## EXERCISE REQUIREMENTS
1) Write out the part of the fingerprint discussion starting with "Step 3: Close" and going on through "something for it.".
2) Extend the discussion of nanotechnology revealing hidden fingerprints past its last comment.

## EXCERPT TO READ
^^^^
Nanotechnology Reveals Hidden Fingerprints
valiko75 writes "Hidden fingerprints can now be revealed quickly and reliably thanks to two developments in nanotechnology.
The thing is that they have invented an easier way to reveal hidden fingerprints, but the explanation is rather vague. The main point is that the experiments are not very stable at the moment, but with its development this technology will probably help in discovering many criminal mysteries."
I don't recall seeing this in CSI.
Step 1: Break keyboard
Step 2: Take long, broken, sharp shard and tape to edge of desk.
Step 3: Close eyes and throw self at shard. Either through the heart or neck, your choice!
"[...]but with its development this technology will probably help in discovering many criminal mysteries."
If the detectives in your town need a fingerprint just to discover a mystery is afoot, move. Call me when science is able to figure out a way to SOLVE crimes using fingerprints, then I'll be impressed.
Don't worry if you're a kleptomaniac, you can always take something for it.
Seeing something on Discovery chan. or somewhere that current technology (before this new tech) could find finger prints 1000's of years old. Do they really need anything better?
If you could reason with religious people, there would be no religious people
"the explanation is rather vague" The explanation involves detailed descriptions of the chemicals and chemical effects that reveal the fingerprints. So it's not a vague, but a rahter exact description of the mechanism (if you know a bit about chemistry). The black colored silver stuff is silveroxide by the way, if anyone wants to know.
^^^^
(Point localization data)
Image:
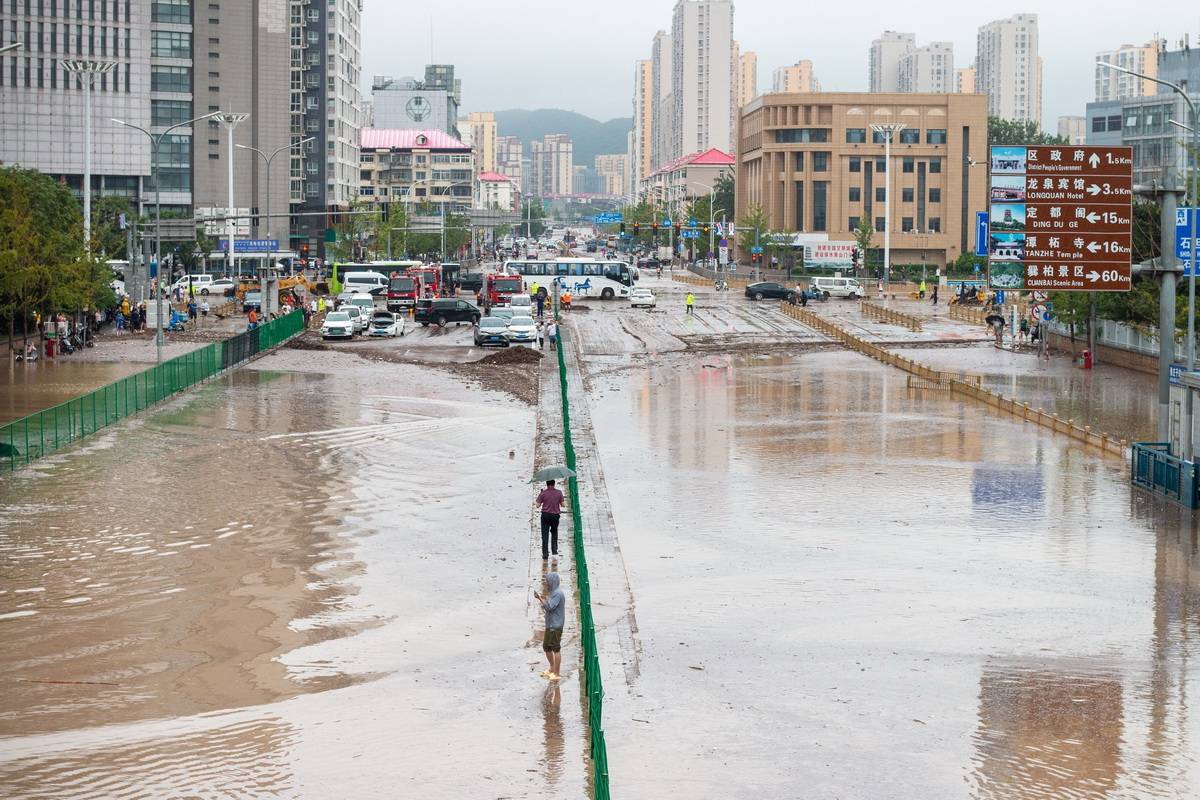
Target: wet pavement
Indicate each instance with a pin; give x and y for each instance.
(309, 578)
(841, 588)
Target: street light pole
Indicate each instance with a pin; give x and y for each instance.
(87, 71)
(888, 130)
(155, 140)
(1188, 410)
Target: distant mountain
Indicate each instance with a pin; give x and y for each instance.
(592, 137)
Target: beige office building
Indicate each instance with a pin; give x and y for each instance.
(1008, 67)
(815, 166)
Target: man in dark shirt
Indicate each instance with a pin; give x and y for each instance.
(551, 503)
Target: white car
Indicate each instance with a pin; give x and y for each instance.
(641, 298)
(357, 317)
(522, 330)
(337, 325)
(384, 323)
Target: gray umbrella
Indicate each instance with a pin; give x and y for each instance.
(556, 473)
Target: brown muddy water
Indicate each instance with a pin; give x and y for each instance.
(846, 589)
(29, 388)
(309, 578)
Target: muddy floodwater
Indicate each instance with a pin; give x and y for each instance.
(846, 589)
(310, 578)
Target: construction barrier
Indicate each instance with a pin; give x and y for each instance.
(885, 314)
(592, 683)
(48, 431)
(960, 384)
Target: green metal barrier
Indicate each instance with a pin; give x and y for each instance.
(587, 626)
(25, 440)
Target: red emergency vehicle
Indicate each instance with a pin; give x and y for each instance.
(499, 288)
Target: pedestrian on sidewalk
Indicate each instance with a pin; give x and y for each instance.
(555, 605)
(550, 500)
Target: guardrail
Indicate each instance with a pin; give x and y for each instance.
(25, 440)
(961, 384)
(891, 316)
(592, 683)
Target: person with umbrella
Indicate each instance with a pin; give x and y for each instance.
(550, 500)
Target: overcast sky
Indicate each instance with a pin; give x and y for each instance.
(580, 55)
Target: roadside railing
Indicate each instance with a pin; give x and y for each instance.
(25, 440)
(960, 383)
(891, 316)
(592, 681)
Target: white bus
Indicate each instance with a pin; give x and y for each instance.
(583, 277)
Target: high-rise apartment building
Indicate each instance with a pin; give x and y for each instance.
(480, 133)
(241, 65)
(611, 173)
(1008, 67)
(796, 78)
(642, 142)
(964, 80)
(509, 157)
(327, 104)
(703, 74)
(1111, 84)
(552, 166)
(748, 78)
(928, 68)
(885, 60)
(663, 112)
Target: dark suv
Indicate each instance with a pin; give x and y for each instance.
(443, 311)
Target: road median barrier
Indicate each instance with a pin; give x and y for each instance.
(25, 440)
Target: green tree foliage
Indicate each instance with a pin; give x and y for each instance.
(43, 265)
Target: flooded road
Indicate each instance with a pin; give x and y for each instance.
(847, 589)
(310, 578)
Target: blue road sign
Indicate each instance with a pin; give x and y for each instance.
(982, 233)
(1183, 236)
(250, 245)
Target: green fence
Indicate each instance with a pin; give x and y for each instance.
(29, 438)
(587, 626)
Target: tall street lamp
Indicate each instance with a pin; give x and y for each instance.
^^^^
## EXPECTED OUTPUTS
1)
Step 3: Close eyes and throw self at shard. Either through the heart or neck, your choice!
"[...]but with its development this technology will probably help in discovering many criminal mysteries."
If the detectives in your town need a fingerprint just to discover a mystery is afoot, move. Call me when science is able to figure out a way to SOLVE crimes using fingerprints, then I'll be impressed.
Don't worry if you're a kleptomaniac, you can always take something for it.

2)
Doesn't your sister usually do that for ya?
How does it make current practices more efficient ?
What does it show us that we couldn't see before ?
By the sounds of the article, I thought maybe we'd discovered a way to uncover nano-prints left behind by people wearing gloves or somthing.
Wanna fight ? Bend over, stick your head up your ass, and fight for air.
"Hidden fingerprints can now be revealed quickly and reliably"
and..."the experiments are not very stable"
so the experiments are not stable, but we can say already that the method is reliable how?
my head is going to explode!
Since it will make it possible to retrieve more fingerprints, will it also make it more likely police detectives will try to retrieve more and more suspect prints that are damaged and distorted or not fully imprinted? While fingertip patterns might be truly unique, our means of distinguishing them by the residue they leave behind IS NOT. Usually only a few prominent points where there are easy to identify features like bifurcations, loops, and whorls are used, not the whole print. Where these features are relatively positioned one against the other is what is stored in fingerprint databases. When you have something like 8 points that match it is considered a "GOOD" match, but they are hardly the statistical homerun that things like DNA testing are. In some cases as few as five match points are used (I don't have the numbers, but this is like the lottery, much easier to match 5 even if not a winner -- much, much easier). Fingerprints might be a good way to get a good first pass for suspects, but in general the public has way too much confidence in how well the retrieved prints identify culprits.
Letter To Iran
I guess you neither understood it nor took Chemistry 101. the very first paragraph states that the "current method", which uses gold and silver, is unstable. This new technique is "confirmed by Antonio Cantu, an expert in forensic science for the United States Secret Service in Washington, who described the techniques as 'revolutionary' and said they 'are apt to greatly improve the recovery of latent prints on evidence'." The new method replaces the gold with oh-so-magical "nanoparticles" with long carbon/hydrogen chains that effectively stick to the carbon/hydrogen chains that comprise the print.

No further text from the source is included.